• Source records:

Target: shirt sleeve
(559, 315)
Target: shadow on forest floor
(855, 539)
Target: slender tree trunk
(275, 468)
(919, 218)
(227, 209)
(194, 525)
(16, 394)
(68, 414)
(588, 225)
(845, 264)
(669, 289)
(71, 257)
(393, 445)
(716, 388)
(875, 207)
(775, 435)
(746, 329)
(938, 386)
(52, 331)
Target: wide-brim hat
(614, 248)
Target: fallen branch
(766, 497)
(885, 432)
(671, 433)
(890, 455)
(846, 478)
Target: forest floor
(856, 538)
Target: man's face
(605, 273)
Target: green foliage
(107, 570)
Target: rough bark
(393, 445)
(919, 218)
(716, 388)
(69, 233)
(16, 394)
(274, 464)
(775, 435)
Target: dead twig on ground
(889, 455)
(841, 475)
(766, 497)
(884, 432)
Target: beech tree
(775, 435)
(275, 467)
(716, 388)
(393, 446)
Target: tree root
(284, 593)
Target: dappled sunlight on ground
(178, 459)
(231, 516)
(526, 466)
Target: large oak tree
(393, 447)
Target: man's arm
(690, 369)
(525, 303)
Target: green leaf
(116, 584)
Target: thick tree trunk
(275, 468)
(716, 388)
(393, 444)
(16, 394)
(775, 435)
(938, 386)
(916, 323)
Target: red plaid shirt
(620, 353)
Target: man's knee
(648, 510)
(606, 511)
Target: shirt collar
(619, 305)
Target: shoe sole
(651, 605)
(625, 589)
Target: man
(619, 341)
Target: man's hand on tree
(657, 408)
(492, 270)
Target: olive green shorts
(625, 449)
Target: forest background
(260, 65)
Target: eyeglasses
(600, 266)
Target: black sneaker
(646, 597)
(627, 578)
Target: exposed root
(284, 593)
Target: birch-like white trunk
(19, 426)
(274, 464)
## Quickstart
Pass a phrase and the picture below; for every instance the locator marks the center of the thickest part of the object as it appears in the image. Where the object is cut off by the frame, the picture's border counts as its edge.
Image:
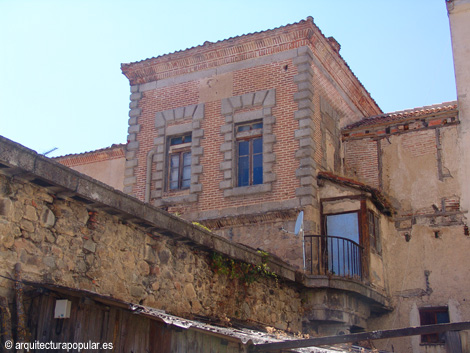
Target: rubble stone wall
(61, 241)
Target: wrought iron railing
(330, 255)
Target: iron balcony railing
(330, 255)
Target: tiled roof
(126, 67)
(207, 43)
(404, 115)
(104, 149)
(385, 205)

• What you need to do:
Please copy the records word for word, from the line containing "Target: forest background" through the end of the records, leaving out the pictures.

• Response:
Target: forest background
(260, 65)
Target: eyeglasses
(600, 266)
Target: black sneaker
(646, 597)
(627, 578)
Target: exposed root
(284, 593)
Target: birch-like white trunk
(19, 426)
(274, 464)
## Quickstart
Pass a phrase and the picture below; for every instance the locator marks the center of the thickest part of the object as it appears in the image. Where the object is cut off by the frame, the picture's border counts as its edge.
Image:
Target: rubble stone wall
(61, 241)
Target: wrought iron railing
(330, 255)
Target: iron balcony railing
(330, 255)
Target: tiled roof
(126, 67)
(207, 43)
(404, 115)
(104, 149)
(385, 205)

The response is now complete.